• **DIRECTIONS FOR THIS TASK**:
Give the listing below again in full, exactly as written.
────
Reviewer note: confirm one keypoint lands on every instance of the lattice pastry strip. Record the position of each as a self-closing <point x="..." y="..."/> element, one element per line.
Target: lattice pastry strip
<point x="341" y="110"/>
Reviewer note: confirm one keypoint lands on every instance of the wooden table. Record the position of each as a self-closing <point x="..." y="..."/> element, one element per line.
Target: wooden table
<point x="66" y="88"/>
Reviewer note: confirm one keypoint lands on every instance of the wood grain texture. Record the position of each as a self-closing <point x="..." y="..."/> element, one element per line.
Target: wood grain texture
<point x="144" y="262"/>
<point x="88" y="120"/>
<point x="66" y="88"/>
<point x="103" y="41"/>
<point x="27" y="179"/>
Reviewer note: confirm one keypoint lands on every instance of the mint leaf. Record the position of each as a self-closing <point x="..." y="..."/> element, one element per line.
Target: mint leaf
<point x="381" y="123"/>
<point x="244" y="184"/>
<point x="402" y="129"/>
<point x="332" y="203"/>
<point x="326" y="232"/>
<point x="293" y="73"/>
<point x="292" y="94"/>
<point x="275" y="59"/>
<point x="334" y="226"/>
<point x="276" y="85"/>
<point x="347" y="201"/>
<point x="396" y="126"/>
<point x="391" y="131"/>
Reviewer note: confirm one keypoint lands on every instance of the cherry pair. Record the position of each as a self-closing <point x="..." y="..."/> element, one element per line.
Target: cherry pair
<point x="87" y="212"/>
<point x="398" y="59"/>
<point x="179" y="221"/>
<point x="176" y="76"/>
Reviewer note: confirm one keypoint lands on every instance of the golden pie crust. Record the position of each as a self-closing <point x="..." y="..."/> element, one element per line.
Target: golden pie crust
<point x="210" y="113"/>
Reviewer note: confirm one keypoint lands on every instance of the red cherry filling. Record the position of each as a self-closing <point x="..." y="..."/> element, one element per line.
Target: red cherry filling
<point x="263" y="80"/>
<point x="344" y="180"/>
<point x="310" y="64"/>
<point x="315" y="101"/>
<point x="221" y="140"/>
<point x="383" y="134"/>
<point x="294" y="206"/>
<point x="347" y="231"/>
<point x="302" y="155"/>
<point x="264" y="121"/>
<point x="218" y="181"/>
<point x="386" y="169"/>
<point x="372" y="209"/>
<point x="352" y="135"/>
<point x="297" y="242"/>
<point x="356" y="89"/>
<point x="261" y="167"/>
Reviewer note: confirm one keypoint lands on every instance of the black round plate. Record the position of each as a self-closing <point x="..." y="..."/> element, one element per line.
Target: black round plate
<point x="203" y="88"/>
────
• **EXERCISE RESULT**:
Reviewer note: confirm one keypoint lands on every instance of the lattice pastry strip. Record the position of each as a self-closing <point x="..." y="..."/> element, one element per line.
Target: lattice pastry strip
<point x="341" y="110"/>
Reviewer note: confirm one keypoint lands on every instance of the wooden table. Record the position of each as a self-closing <point x="..." y="..."/> element, one element per line.
Target: wooden table
<point x="66" y="88"/>
Reviewer note: confirm one keypoint lands on every instance of the wood grain texture. Record the position of each as a self-closing <point x="..." y="..."/> element, one element per line.
Target: wood grain texture
<point x="144" y="262"/>
<point x="88" y="120"/>
<point x="66" y="88"/>
<point x="103" y="41"/>
<point x="27" y="179"/>
Reviewer note: confirm one keypoint lands on every instance of the mint leaf. Record the position of each as a self-closing <point x="..." y="..."/> element, one element per line.
Target: mint leaf
<point x="381" y="123"/>
<point x="244" y="184"/>
<point x="402" y="129"/>
<point x="332" y="203"/>
<point x="326" y="232"/>
<point x="293" y="73"/>
<point x="292" y="94"/>
<point x="275" y="59"/>
<point x="334" y="226"/>
<point x="276" y="85"/>
<point x="347" y="201"/>
<point x="396" y="126"/>
<point x="391" y="131"/>
Reviewer note: confirm one keypoint lands on every instance of the cherry pair. Record the position of each as a self-closing <point x="..." y="..."/> element, one element per line.
Target: cherry pair
<point x="87" y="212"/>
<point x="398" y="59"/>
<point x="179" y="221"/>
<point x="176" y="76"/>
Reviewer note: confirm one keypoint lands on every instance of the golden pie crust. Record the position of each as a self-closing <point x="..." y="..."/> element, one element per line.
Target: golden pie crust
<point x="210" y="113"/>
Reviewer note: confirm one keypoint lands on every instance of the red cherry filling. Record the position of each as a self-closing <point x="..." y="..."/> element, one element per line.
Target: red cherry filling
<point x="263" y="80"/>
<point x="344" y="180"/>
<point x="310" y="64"/>
<point x="315" y="101"/>
<point x="221" y="140"/>
<point x="383" y="134"/>
<point x="294" y="206"/>
<point x="347" y="231"/>
<point x="302" y="155"/>
<point x="264" y="121"/>
<point x="218" y="181"/>
<point x="386" y="169"/>
<point x="372" y="209"/>
<point x="352" y="135"/>
<point x="297" y="242"/>
<point x="356" y="89"/>
<point x="261" y="167"/>
Reviewer note: confirm one keypoint lands on every instance of the black round plate. Record the position of each as a self-closing <point x="..." y="..."/> element, one element per line.
Target: black round plate
<point x="203" y="88"/>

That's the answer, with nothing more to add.